### Exercise input
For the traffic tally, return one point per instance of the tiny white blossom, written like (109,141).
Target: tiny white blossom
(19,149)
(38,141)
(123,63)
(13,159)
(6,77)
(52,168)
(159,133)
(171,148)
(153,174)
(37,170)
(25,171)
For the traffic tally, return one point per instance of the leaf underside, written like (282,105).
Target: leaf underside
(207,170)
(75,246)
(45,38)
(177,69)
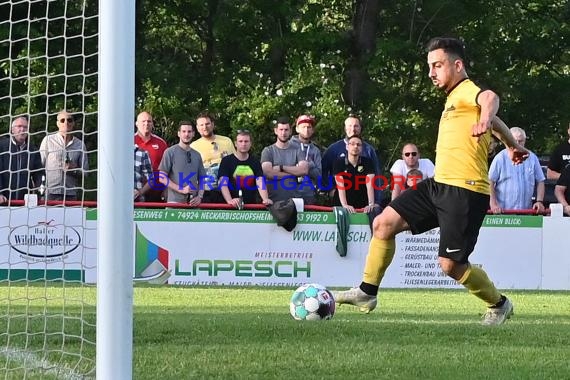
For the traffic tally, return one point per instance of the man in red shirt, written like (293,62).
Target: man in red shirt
(154,145)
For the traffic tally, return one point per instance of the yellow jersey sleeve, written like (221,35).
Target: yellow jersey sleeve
(461,159)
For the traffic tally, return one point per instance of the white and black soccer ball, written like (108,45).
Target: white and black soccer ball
(312,302)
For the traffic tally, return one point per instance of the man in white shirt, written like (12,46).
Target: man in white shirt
(410,160)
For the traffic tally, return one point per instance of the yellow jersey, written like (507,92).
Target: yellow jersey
(461,159)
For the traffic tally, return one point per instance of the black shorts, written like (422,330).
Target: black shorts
(457,211)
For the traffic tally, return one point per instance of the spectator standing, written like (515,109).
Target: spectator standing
(410,160)
(413,177)
(562,190)
(21,167)
(352,126)
(182,171)
(559,159)
(512,186)
(155,146)
(240,175)
(64,157)
(284,165)
(212,148)
(305,127)
(353,176)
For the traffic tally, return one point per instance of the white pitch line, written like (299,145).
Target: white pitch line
(29,359)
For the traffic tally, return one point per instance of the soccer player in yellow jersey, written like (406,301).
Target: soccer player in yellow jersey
(457,198)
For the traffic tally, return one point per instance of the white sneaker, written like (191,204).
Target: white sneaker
(498,315)
(355,296)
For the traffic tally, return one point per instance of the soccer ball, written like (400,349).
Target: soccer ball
(312,302)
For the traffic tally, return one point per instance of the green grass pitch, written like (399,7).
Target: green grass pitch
(247,333)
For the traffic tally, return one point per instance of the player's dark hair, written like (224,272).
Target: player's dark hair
(451,46)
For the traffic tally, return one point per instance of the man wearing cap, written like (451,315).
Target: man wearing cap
(305,127)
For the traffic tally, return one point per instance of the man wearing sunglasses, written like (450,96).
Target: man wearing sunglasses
(410,160)
(64,157)
(181,170)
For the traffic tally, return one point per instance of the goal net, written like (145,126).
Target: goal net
(48,64)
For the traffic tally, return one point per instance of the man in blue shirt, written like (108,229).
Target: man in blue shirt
(352,126)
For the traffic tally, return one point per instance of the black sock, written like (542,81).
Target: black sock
(369,289)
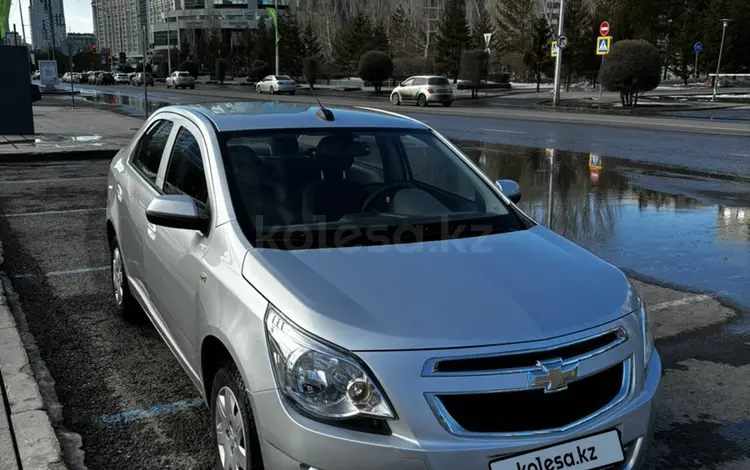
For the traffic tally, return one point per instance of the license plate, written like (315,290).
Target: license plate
(588,453)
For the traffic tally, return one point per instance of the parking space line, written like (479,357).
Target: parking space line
(55,180)
(679,302)
(66,211)
(63,273)
(154,411)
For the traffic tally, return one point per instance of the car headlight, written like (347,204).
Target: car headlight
(321,380)
(636,301)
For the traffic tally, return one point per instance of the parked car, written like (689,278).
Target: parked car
(105,78)
(423,90)
(276,84)
(180,79)
(121,78)
(139,78)
(347,286)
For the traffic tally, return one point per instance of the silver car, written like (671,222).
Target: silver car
(423,90)
(276,84)
(180,79)
(346,289)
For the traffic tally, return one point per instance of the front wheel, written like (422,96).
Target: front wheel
(234,432)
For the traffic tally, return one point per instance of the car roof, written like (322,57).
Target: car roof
(260,115)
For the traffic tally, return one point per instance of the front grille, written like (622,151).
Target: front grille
(529,359)
(534,410)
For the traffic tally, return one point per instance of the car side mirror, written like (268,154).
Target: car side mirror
(176,211)
(510,189)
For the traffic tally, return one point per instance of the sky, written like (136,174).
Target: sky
(77,16)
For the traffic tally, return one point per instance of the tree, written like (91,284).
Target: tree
(310,41)
(474,67)
(453,37)
(190,67)
(221,70)
(376,67)
(398,31)
(380,40)
(632,68)
(291,48)
(310,70)
(353,39)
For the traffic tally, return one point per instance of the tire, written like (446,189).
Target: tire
(228,382)
(126,305)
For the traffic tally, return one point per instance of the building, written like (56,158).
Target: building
(121,25)
(47,23)
(82,41)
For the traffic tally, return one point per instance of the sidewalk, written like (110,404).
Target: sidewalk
(61,128)
(26,433)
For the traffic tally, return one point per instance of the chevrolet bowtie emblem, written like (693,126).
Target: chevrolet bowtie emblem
(553,375)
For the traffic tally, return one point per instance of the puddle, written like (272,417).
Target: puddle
(684,228)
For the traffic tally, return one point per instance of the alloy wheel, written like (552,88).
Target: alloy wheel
(230,431)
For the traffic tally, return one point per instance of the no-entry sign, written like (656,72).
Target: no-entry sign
(604,29)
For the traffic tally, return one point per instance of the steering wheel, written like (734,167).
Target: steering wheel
(388,189)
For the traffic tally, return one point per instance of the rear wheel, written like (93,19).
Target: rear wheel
(234,433)
(127,306)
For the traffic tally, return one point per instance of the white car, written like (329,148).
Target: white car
(180,79)
(276,84)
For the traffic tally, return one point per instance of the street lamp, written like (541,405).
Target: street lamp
(725,22)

### Set exercise
Print out the lines exactly, skipping any picture.

### Answer for this exercise
For the traffic tally, return one point per instance of the tiny white blossom, written like (109,141).
Target: tiny white blossom
(19,149)
(38,141)
(123,63)
(13,159)
(6,77)
(52,168)
(159,133)
(171,148)
(153,174)
(37,170)
(25,171)
For the traffic tally, return one point per instance of the leaf underside, written like (282,105).
Target: leaf underside
(207,170)
(75,246)
(45,38)
(177,69)
For the traffic tally, return one point per instance of the man in red shirt, written like (293,62).
Target: man in red shirt
(154,145)
For the traffic tally, return one point per instance of the yellow jersey sleeve, written like (221,35).
Target: yellow jersey sleeve
(461,159)
For the traffic tally, return one point per instance of the white and black soccer ball, written like (108,45).
Target: white and black soccer ball
(312,302)
For the traffic tally, return one point per instance of the man in white shirt, written like (12,46).
Target: man in white shirt
(410,160)
For the traffic tally, return one point per instance of the yellow jersey, written like (507,92).
Target: yellow jersey
(461,159)
For the traffic tally, return one point per instance of the black shorts, written like (422,330).
Target: black shorts
(457,211)
For the traffic tally, return one point per instance of the spectator standing, written like (515,109).
Target: spectator standing
(410,160)
(413,177)
(562,190)
(21,167)
(352,126)
(182,171)
(559,159)
(512,186)
(155,146)
(240,175)
(64,157)
(284,165)
(212,148)
(305,127)
(353,176)
For the traffic tally, return one point per instance of the white pitch line, written like (299,145).
Target: white pitch line
(29,359)
For the traffic tally, return one point per instance of the soccer player in yellow jersey, written like (406,301).
Target: soccer player in yellow jersey
(457,198)
For the traffic tally, return one point per instance of the white sneaker, written like (191,204).
Target: white sneaker
(498,315)
(355,296)
For the traffic tally, return one point per instance of the soccer ball, written like (400,349).
Target: soccer ball
(312,302)
For the traffic tally, return one point per instance of the green grass pitch, written like (399,7).
Target: green grass pitch
(247,333)
For the traffic tally, return one point per instance of the player's dark hair, written like (224,272).
Target: player's dark hair
(451,46)
For the traffic tally, return one point per instance of the man wearing cap, written like (451,315).
Target: man wearing cap
(305,127)
For the traffic tally, return one point per instance of the man wearing sunglasses, written like (450,96).
Target: man wearing sunglasses
(410,160)
(64,157)
(181,170)
For the traffic tally, return one point per instance of the goal net, written like (145,126).
Target: goal net
(48,64)
For the traffic tally, return one point per instance of the man in blue shirt, written like (108,229).
Target: man in blue shirt
(352,126)
For the traffic tally, return one point per instance of the black sock, written like (542,81).
Target: black sock
(369,289)
For the traffic tally, return one point per instance of the license plate, written like (315,290).
Target: license plate
(588,453)
For the traffic tally, return one point per instance of the parking space line, written like (479,357).
Target: parking space line
(55,180)
(679,302)
(66,211)
(63,273)
(154,411)
For the traffic tally, return one point per instance of the car headlight, written like (347,204).
Target: car headlight
(321,380)
(636,301)
For the traffic tally, return one point per instance of the parked car, written like (689,278).
Target: parked car
(105,78)
(423,90)
(276,84)
(180,79)
(121,78)
(139,78)
(347,286)
For the traffic tally, return one point per instance of the silver car, written like (671,222).
Target: silver car
(423,90)
(276,84)
(180,79)
(346,289)
For the traffic tally, return one point per instance of the front wheel, written like (422,96).
Target: front wheel
(234,432)
For the traffic tally, return one point per instance of the car roof, written like (322,57).
Target: car roof
(260,115)
For the traffic tally, return one point per instance of the front grille, written like (622,151).
Target: front grille
(529,359)
(534,410)
For the traffic tally, return one point per instance of the car side mirror, written like (268,154).
Target: car side mirror
(176,211)
(510,189)
For the traffic tally, return one point per instance of the sky, written like (136,174).
Target: sky
(77,16)
For the traffic tally, return one point per instance of the tree, written like (91,284).
Target: tree
(310,41)
(474,67)
(453,37)
(190,67)
(221,70)
(376,67)
(398,31)
(380,40)
(632,68)
(291,48)
(310,70)
(353,39)
For the traffic tally, return one point per instance of the tire, written like (446,189).
Target: tire
(228,382)
(126,305)
For the traffic tally, return one point per instance of the building, written like (56,158).
Target: building
(121,25)
(47,23)
(82,41)
For the traffic tally, return one point per instance of the sidewalk, written like (110,404).
Target: sidewalk
(61,128)
(26,433)
For the traffic tally, return one point per instance of the chevrolet bowtie emblem, written like (693,126).
Target: chevrolet bowtie emblem
(553,375)
For the traffic tally, return one point per instance of the puddle, written like (272,417).
Target: puddle
(684,228)
For the traffic tally, return one point per instance of the alloy wheel, written like (552,88).
Target: alloy wheel
(230,431)
For the traffic tally, return one point per instance of the no-entry sign, written like (656,72).
Target: no-entry sign
(604,29)
For the traffic tally, return one point per instance of the steering wheel, written like (734,167).
Target: steering wheel
(388,189)
For the traffic tally, return one point per instance of the rear wheel, written like (93,19).
Target: rear wheel
(234,433)
(127,306)
For the traffic tally, return one point per instance of the white car, written like (329,148).
Target: white car
(180,79)
(276,84)
For the traffic tally, return one point per instance of the street lamp, written like (541,405).
Target: street lamp
(725,22)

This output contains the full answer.